PROBLEM DETAILS: Set the data down again, exactly as it reads, but without the pictures.

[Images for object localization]
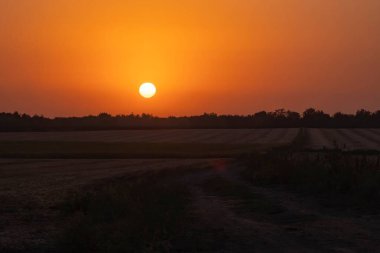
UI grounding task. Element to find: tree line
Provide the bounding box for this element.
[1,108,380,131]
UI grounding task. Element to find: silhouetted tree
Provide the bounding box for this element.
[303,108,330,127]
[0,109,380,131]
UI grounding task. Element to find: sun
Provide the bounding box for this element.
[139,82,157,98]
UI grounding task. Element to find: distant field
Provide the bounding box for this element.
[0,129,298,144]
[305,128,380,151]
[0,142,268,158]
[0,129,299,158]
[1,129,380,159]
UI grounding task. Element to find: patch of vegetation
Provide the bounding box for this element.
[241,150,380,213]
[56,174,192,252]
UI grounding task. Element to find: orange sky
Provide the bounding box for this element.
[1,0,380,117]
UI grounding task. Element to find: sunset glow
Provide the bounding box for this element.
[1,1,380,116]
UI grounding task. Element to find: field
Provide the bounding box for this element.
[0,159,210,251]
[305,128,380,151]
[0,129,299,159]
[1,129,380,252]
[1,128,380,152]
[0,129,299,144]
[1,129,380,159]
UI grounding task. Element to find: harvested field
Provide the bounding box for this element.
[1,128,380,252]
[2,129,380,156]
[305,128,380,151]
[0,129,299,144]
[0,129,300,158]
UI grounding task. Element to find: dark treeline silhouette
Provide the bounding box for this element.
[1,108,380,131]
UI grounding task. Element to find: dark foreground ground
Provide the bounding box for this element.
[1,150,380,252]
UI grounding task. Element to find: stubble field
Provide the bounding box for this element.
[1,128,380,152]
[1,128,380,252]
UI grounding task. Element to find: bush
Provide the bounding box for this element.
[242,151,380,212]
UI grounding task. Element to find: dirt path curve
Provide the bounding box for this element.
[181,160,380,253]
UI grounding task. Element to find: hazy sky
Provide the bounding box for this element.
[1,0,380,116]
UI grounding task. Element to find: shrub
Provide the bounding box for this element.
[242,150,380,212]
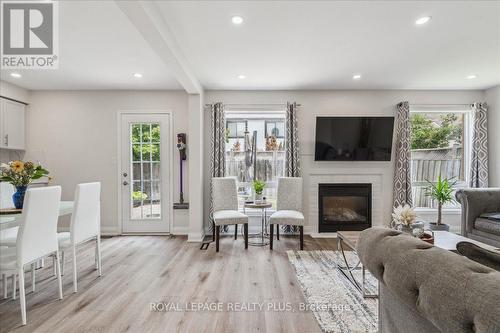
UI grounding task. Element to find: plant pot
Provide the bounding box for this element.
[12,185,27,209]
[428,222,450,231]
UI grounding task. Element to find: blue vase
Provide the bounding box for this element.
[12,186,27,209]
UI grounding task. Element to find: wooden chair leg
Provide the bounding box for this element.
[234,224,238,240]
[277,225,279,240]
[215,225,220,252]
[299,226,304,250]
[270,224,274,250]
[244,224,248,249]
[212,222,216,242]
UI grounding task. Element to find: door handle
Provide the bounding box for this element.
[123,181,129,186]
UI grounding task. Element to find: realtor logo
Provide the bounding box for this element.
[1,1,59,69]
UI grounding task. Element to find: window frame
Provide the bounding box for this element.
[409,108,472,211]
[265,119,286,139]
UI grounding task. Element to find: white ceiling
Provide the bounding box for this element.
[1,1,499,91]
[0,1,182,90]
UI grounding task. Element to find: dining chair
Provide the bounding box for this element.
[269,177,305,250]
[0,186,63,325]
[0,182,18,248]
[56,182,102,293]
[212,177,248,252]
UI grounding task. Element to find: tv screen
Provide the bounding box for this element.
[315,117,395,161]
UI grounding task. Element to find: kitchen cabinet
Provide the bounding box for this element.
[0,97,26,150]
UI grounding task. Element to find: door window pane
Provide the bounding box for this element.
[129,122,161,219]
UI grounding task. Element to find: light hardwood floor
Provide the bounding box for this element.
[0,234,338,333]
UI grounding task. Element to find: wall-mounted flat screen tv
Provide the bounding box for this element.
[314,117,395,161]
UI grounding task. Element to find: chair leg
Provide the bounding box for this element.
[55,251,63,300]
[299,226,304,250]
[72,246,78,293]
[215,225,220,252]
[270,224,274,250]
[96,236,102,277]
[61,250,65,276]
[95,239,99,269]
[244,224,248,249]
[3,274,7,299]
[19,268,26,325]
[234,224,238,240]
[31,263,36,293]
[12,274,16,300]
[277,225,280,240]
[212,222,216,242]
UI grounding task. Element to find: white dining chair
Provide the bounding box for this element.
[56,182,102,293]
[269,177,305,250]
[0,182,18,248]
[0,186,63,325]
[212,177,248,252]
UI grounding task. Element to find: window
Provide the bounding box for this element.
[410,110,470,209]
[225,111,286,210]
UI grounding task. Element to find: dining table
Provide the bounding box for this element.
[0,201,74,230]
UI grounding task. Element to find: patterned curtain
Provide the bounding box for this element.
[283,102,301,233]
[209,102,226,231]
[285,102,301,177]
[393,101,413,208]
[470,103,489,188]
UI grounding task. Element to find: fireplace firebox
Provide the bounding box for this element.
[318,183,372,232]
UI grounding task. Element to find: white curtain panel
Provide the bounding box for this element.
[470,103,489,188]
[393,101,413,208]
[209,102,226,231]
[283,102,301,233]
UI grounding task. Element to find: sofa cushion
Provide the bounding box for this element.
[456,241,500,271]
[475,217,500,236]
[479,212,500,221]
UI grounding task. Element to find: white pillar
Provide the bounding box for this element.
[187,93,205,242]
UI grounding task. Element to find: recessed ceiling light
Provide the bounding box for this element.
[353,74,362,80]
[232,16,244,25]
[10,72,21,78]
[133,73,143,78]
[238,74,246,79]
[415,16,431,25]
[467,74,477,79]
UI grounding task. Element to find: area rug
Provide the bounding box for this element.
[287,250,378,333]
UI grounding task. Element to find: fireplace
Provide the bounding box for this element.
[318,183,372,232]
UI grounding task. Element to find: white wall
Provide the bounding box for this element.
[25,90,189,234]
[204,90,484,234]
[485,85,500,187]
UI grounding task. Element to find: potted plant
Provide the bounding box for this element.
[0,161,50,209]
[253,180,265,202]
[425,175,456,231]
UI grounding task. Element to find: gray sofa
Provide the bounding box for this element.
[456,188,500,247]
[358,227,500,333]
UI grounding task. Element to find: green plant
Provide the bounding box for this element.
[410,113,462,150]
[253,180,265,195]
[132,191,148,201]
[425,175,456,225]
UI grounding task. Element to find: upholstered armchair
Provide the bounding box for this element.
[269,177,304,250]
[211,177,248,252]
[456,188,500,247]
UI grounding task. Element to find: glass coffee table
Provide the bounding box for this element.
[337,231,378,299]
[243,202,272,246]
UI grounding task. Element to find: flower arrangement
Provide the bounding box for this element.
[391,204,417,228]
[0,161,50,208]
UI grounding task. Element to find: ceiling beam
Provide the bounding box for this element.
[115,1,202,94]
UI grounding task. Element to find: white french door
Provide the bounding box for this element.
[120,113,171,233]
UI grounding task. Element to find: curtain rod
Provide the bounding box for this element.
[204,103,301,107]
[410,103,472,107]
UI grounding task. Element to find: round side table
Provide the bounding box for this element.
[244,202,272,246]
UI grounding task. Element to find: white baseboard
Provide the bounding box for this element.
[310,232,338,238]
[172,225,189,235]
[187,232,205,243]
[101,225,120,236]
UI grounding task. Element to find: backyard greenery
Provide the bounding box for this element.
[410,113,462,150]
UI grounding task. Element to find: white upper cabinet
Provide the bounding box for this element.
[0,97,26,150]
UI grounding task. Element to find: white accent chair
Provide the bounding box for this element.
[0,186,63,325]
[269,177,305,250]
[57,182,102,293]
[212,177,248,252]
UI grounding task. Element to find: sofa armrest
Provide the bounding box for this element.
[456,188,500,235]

SOLUTION TO THIS EXERCISE:
UI grounding task. Element to find: tree line
Provide the bounding box for this element.
[1,108,380,131]
UI grounding task. Element to find: silhouetted tree
Provide the bounding box for this element.
[303,108,330,127]
[0,109,380,131]
UI grounding task. Element to find: sun
Provide the bounding box for this element.
[139,82,157,98]
UI grounding task. Element to find: distant field
Provide the bounding box for this element.
[0,129,298,144]
[305,128,380,151]
[0,142,268,158]
[0,129,299,158]
[1,129,380,159]
UI grounding task. Element to find: patch of vegetation
Provide the bounding box for this element.
[241,150,380,213]
[56,174,192,252]
UI grounding task. Element to find: orange sky
Provide the bounding box for this element.
[1,0,380,117]
UI grounding task. Element to find: sunset glow
Provide the bounding box for this element.
[1,1,380,116]
UI grounding task. Element to find: field
Provide the bounding box for this element.
[0,159,210,251]
[305,128,380,151]
[0,129,299,159]
[1,129,380,252]
[1,128,380,152]
[0,129,299,144]
[1,129,380,159]
UI grounding task. Element to find: harvested field
Provide the bounding box for this element.
[1,128,380,252]
[2,129,380,156]
[305,128,380,151]
[0,129,299,144]
[0,129,300,158]
UI grounding task. Element to find: dark treeline silhouette
Provide the bounding box for this element.
[1,108,380,131]
UI grounding task. Element to find: dark foreground ground
Provide the bounding box for this element.
[1,150,380,252]
UI grounding task. Element to find: stubble field
Provide the bounding box for this element.
[1,128,380,152]
[1,128,380,252]
UI grounding task. Element to find: bush
Provide the bounding box for this element.
[242,151,380,212]
UI grounding task. Element to find: dirt path curve
Provide the bounding box for this element.
[181,160,380,253]
UI grounding task. Element to find: hazy sky
Provide the bounding box for this element.
[1,0,380,116]
UI grounding task. Element to find: shrub
Provide the bounding box for this element.
[242,150,380,212]
UI grounding task. Element to find: plant pot
Provide the bounding box for this element.
[12,185,27,209]
[428,222,450,231]
UI grounding task. Element to find: blue vase
Provide the bounding box for this element.
[12,186,27,209]
UI grounding task. Element to find: wooden chair leg
Provide the bounding box for this element.
[234,224,238,240]
[277,225,279,240]
[215,225,220,252]
[299,226,304,250]
[270,224,274,250]
[244,224,248,249]
[212,222,216,242]
UI grounding task. Element to find: door handle
Provide the bounding box for this element.
[123,181,129,186]
UI grounding task. Element to find: realtor logo
Provide the bounding box for this element.
[1,1,59,69]
UI grounding task. Element to find: window frame
Provide the bounding box for this element.
[409,108,472,211]
[265,119,286,139]
UI grounding task. Element to find: white ceiling
Provide the bounding box for this element.
[1,1,499,91]
[0,1,182,90]
UI grounding task. Element to find: dining chair
Provide the bounding box for this element.
[269,177,305,250]
[0,186,63,325]
[0,182,18,248]
[56,182,102,293]
[212,177,248,252]
UI grounding task. Element to find: tv screen
Provide the bounding box for this element.
[315,117,395,161]
UI grounding task. Element to find: kitchen cabinet
Provide the bounding box for this element.
[0,97,26,150]
UI grounding task. Element to find: door window pane
Provide the bounding box for this element.
[129,122,161,219]
UI grounding task. Element to find: light hardwood floor
Provide the bounding box for this element.
[0,234,338,333]
UI grounding task. Element to find: wall-mounted flat screen tv
Provide the bounding box for this element.
[314,117,395,161]
UI grounding task. Element to find: chair leg
Provide the bounding box for this element.
[55,251,63,300]
[299,226,304,250]
[72,246,78,293]
[215,225,220,252]
[270,224,274,250]
[96,236,102,277]
[61,250,65,276]
[95,239,99,269]
[244,224,248,249]
[3,274,7,299]
[19,268,26,325]
[234,224,238,240]
[31,263,36,293]
[12,274,16,300]
[277,225,280,240]
[212,222,216,242]
UI grounding task. Element to find: white dining chair
Provide the bounding box for this element.
[56,182,102,293]
[269,177,305,250]
[0,182,18,248]
[0,186,63,325]
[212,177,248,252]
UI grounding task. Element to find: window
Provide the bounding box for this element.
[410,110,470,209]
[225,111,286,210]
UI grounding task. Element to find: dining table
Provide the bounding box for this element.
[0,201,74,230]
UI grounding task. Element to find: patterned curtain
Provide the bounding box for this element.
[283,102,301,233]
[209,102,226,231]
[285,102,301,177]
[393,101,413,208]
[470,103,489,188]
UI grounding task. Element to find: fireplace firebox
Provide the bounding box for this element.
[318,183,372,232]
UI grounding task. Element to find: white curtain panel
Provide the bounding box for this element.
[470,103,489,188]
[393,101,413,208]
[209,102,226,231]
[283,102,301,233]
UI grounding task. Element to find: sofa cushion
Provide the bounding box for this element.
[456,241,500,271]
[475,217,500,236]
[479,212,500,221]
UI grounding task. Element to find: white pillar
Provide the bounding box for this element.
[187,93,205,242]
UI grounding task. Element to find: recessed ceiling light
Provide the bounding box for this element.
[353,74,362,80]
[232,16,244,25]
[10,72,21,78]
[133,73,143,78]
[238,74,246,79]
[415,16,431,25]
[467,74,477,79]
UI grounding task. Element to find: area rug
Provide the bounding box for this element.
[287,250,378,333]
UI grounding task. Element to find: fireplace
Provide the bounding box for this element.
[318,183,372,232]
UI grounding task. Element to find: white wall
Provide the bounding box for this element.
[25,90,189,234]
[204,90,484,234]
[485,85,500,187]
UI grounding task. Element to find: potted plant
Provide the bounding box for this element.
[0,161,50,209]
[253,180,265,202]
[425,175,456,231]
UI grounding task. Element to find: gray sofa
Provide the bounding box for this element.
[456,188,500,247]
[358,227,500,333]
UI grounding task. Element to find: green plant
Provide the bounding box for this element.
[410,113,462,150]
[253,180,265,195]
[132,191,148,201]
[425,175,456,225]
UI grounding task. Element to find: upholstered armchair
Provide the bounding box for this element.
[269,177,304,250]
[211,177,248,252]
[456,188,500,247]
UI grounding task. Element to find: glass coffee table
Provide the bounding box for this element.
[337,231,378,299]
[243,202,272,246]
UI grounding task. Element to find: flower arrangement
Provide the bounding box for this element.
[391,204,417,228]
[0,161,50,208]
UI grounding task. Element to find: ceiling beam
Provide the bounding box for this element.
[115,1,202,94]
UI grounding task. Element to find: white french door
Provide the bounding box for this element.
[120,113,171,233]
UI grounding task. Element to find: curtain rod
Provide the bounding box for this element.
[204,103,301,107]
[410,103,472,107]
UI grounding task. Element to find: round side table
Provide the bounding box for this element.
[244,202,272,246]
UI grounding task. Element to find: white baseboard
Provide the bounding box for this element.
[310,232,338,238]
[172,225,189,235]
[187,232,205,243]
[101,225,120,236]
UI grounding task. Element to find: backyard greenery
Provide the bounding box for this element.
[410,113,462,150]
UI grounding task. Element to find: white upper cabinet
Provide the bounding box for this element.
[0,97,26,150]
UI grounding task. Element to find: white accent chair
Provide the bounding box for this element.
[0,186,63,325]
[269,177,305,250]
[57,182,102,293]
[212,177,248,252]
UI grounding task. Element to find: sofa armrest
Provide the bounding box for this element.
[456,188,500,235]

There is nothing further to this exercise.